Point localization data

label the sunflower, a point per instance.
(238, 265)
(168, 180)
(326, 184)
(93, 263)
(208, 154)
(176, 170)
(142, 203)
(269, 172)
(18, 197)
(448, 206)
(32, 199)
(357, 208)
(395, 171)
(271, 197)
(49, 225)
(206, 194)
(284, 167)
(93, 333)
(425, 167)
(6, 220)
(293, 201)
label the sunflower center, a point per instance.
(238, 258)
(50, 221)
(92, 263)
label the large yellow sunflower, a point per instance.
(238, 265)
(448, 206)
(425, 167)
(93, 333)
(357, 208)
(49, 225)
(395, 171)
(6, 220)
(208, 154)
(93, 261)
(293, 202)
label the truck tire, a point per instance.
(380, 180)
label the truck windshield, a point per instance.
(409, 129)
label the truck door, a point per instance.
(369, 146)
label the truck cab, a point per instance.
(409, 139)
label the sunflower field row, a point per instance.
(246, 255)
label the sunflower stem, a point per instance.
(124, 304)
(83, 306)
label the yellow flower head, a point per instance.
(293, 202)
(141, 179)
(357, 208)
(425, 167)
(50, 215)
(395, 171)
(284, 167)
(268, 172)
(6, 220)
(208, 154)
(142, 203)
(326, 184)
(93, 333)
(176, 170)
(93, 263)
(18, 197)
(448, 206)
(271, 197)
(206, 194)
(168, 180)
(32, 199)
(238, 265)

• Brief
Would you repeat each of the lines above exactly?

• Answer box
label the sunflower, a point per instance.
(238, 265)
(168, 180)
(326, 184)
(93, 263)
(208, 154)
(176, 170)
(142, 203)
(269, 172)
(18, 197)
(448, 206)
(32, 199)
(357, 208)
(395, 171)
(271, 197)
(49, 225)
(206, 194)
(284, 167)
(93, 333)
(425, 167)
(6, 220)
(293, 201)
label the sunflower center, a point per instance.
(238, 258)
(50, 221)
(92, 263)
label the large yellow sunflower, a point per instance.
(238, 265)
(448, 206)
(425, 167)
(93, 333)
(357, 208)
(49, 225)
(395, 171)
(6, 220)
(208, 154)
(93, 261)
(293, 202)
label the truck tire, a point per instance.
(380, 180)
label the truck windshield, a point per instance.
(409, 129)
label the truck door, a point per instance.
(369, 146)
label the truck cab, a point per instance.
(409, 139)
label the sunflower field row, a point per instance.
(246, 255)
label the sunflower stem, a point per instance.
(124, 304)
(83, 306)
label the yellow flower head, a point per instance.
(293, 202)
(141, 179)
(357, 208)
(425, 167)
(50, 215)
(395, 171)
(284, 167)
(268, 172)
(6, 220)
(208, 154)
(142, 203)
(326, 184)
(93, 333)
(176, 170)
(93, 263)
(18, 197)
(448, 206)
(271, 197)
(206, 194)
(168, 180)
(32, 199)
(238, 265)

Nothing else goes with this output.